*Extracted entries*
+ + + +
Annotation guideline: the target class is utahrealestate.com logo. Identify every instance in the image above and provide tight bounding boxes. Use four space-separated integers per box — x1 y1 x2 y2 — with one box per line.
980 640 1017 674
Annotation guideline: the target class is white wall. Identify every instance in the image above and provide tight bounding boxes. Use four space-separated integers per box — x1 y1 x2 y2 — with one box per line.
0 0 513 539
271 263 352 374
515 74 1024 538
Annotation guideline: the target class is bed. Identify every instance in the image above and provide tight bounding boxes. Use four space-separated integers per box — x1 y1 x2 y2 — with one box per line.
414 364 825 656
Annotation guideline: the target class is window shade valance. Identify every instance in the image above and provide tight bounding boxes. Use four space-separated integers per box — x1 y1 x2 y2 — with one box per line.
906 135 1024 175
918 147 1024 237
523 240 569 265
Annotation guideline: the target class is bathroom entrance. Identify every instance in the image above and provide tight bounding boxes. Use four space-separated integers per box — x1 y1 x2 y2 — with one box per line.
+ + + +
*Task details*
Write out all the records again, changing "Annotation guideline" to "Labeling rule" everywhere it appears and leaving everything else as it is.

*Exercise response*
Labeling rule: the target class is utahrealestate.com logo. Identify every instance in the image above and provide tight bounding boxes. Use four space-separated integers per box — x1 y1 x2 y2 — with one box per line.
980 640 1017 674
Labeling rule: the target class is white wall. Identify every instance in the image above and provide tight bounding boxes. Use four space-separated integers per box — x1 y1 x2 y2 — with one box per line.
0 0 513 539
271 263 352 374
515 74 1024 538
Labeling rule: the target class is bed. Identify every instance in the image above and provide tight bounding boxes. Use four space-separated integers per box — x1 y1 x2 y2 — with one box per line.
414 364 825 656
Labeling rule: the target class is window shade valance. Identify every instance in the image above and provide tight bounding boxes. Use four space-separated integers per box — x1 y1 x2 y2 — with one box per line.
906 135 1024 175
918 147 1024 237
523 240 569 265
Labeling rule: the target class is bathroom entrance. Identify every instance in the image above and provide tight bounding boxes. Use four space-separated integers per box — x1 y1 x2 y2 — with one box per line.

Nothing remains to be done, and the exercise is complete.